» **Document text**:
────

Seeing the forest for the trees

It is too easy to forget that channel management is really all about economics. And that means it’s really all about building and managing an investment model.  Make sure you can answer three critical questions.

Why should I invest here instead of there?

Weigh your opportunities as part of a portfolio of investments rather than just as an isolated investment.  You can build a great business case for why you need more partner training.  You can probably even demonstrate how the extra investment will be returned with increased sales.  But that isn’t the central question.

Are the dollars you are spending here going to yield a better return than dollars spent over there?  When you have the dollars to invest, it is about opportunity costs.

Make sure you have a strongly capable model for running pilots, isolating investment variables and measuring success.  Run every major investment through this model.  Not just to get the kinks out of the operational requirements, but to quantify the return on investment and benchmark success verses other investments.

How does my investment change my costs-to-serve?

Ability to scale is the speed governor for channel programs.  Almost every partner performs better with an account manager but you simply can’t afford to give one to every partner.

────

» **Listing**:
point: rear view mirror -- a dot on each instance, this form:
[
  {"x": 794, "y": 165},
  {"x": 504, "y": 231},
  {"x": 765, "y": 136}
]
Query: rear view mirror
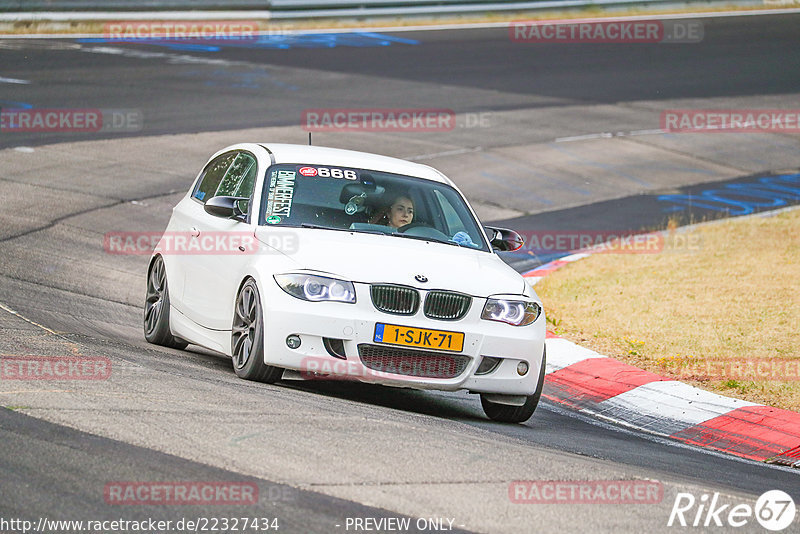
[
  {"x": 228, "y": 207},
  {"x": 503, "y": 239}
]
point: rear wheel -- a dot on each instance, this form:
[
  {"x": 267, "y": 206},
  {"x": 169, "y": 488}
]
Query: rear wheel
[
  {"x": 506, "y": 413},
  {"x": 247, "y": 337},
  {"x": 156, "y": 308}
]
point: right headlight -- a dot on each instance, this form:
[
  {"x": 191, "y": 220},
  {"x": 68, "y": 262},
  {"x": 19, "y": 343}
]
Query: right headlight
[
  {"x": 513, "y": 312},
  {"x": 316, "y": 288}
]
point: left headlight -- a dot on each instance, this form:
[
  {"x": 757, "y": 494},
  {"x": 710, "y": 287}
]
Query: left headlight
[
  {"x": 513, "y": 312},
  {"x": 316, "y": 288}
]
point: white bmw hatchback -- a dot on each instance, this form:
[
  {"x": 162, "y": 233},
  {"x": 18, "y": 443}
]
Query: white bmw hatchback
[{"x": 311, "y": 262}]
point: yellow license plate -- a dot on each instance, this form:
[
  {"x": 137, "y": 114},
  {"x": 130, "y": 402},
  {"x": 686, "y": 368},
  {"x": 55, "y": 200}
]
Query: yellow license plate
[{"x": 419, "y": 337}]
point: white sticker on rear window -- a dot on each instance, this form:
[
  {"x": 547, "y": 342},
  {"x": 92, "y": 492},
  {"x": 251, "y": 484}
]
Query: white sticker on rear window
[{"x": 281, "y": 191}]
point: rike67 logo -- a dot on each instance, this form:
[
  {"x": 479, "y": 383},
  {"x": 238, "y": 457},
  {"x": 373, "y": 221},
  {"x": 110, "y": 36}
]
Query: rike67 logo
[{"x": 774, "y": 510}]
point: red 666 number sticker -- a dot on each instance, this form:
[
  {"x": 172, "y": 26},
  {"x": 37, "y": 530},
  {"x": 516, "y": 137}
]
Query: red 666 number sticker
[{"x": 328, "y": 172}]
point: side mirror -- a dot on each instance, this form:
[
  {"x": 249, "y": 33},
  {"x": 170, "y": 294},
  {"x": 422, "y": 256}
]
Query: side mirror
[
  {"x": 227, "y": 207},
  {"x": 504, "y": 240}
]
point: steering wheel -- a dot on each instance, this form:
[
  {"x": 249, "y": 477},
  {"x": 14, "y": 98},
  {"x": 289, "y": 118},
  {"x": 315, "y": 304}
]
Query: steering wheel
[
  {"x": 410, "y": 226},
  {"x": 421, "y": 229}
]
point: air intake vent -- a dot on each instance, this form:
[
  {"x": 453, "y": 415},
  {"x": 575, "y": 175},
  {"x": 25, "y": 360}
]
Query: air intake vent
[
  {"x": 447, "y": 305},
  {"x": 408, "y": 362},
  {"x": 397, "y": 300}
]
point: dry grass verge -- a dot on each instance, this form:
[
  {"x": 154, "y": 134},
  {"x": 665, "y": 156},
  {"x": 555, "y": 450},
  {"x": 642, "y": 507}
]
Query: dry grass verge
[{"x": 721, "y": 312}]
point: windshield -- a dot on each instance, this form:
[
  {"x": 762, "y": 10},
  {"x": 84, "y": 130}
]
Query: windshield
[{"x": 368, "y": 201}]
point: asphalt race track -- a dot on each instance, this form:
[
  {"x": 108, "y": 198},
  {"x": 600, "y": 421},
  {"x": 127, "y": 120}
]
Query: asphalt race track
[{"x": 547, "y": 136}]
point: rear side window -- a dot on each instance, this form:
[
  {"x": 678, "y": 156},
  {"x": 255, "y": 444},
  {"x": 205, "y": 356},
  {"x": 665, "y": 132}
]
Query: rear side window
[
  {"x": 240, "y": 178},
  {"x": 213, "y": 175}
]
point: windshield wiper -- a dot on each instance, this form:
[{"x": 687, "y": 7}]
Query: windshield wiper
[{"x": 320, "y": 227}]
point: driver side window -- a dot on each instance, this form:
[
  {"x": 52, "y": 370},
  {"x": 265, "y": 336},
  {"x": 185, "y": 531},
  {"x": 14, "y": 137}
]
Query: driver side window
[{"x": 231, "y": 174}]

────

» **Problem details**: Continue the channel management article from where it stops, picking up after its last sentence.

» **Result of this task**:
Model your cost to serve as part of every investment decision.  Does the suggested investment reshape you tiering structure? Are you maintaining or exceeding your general ROI level guidelines?  Do you need to disinvest from another area to keep your costs to serve balanced as you ramp up the new investment?  All of these questions are easily addressed with the right cost-to-serve model and should inform your investment decisions.

Will my investment drive partners behavior?

On paper, the investment idea may look sound. You won’t change partner behavior if partners are not using, or see little value in, the investment area.

Categorizing your investment impacts in terms of partner usage (or awareness) and perceived value lets you build an investment value model. Plagiarizing the famous BCG four-quadrant model:

  • Cash Cows are benefits partners use and attribute value to
  • Rising Stars have high perceived value but low awareness or usage
  • Dogs have low usage and low perceived value.
  • Question Marks have high usage but low perceived value.  (The question – why do people use it if the value is low?)

Fuel investment in rising stars and cash cows by killing dogs and most question marks.

The key– build an investment model

George Box wrote that “essentially, all models are wrong, but some are useful” in his groundbreaking book on predictive statistics.  Build an investment model that lets you weigh one investment area verses another, maintain the right cost-to-serve balance and measure investment impact.

Only then can your investment decisions be data driven.  And when your decisions are data driven, getting senior executives to understand your funding requests relies less on persuasion and more on common sense.

Is your channel incentive program a money pit?

For many vendors, channel incentives are perhaps the single largest line item of cost for channel management.  The costs are often so large, they require the program to be contra-revenue to be funded.  This becomes a double edged sword.  It lets you reward your partners, but it also makes understanding the value of your investment hard to measure.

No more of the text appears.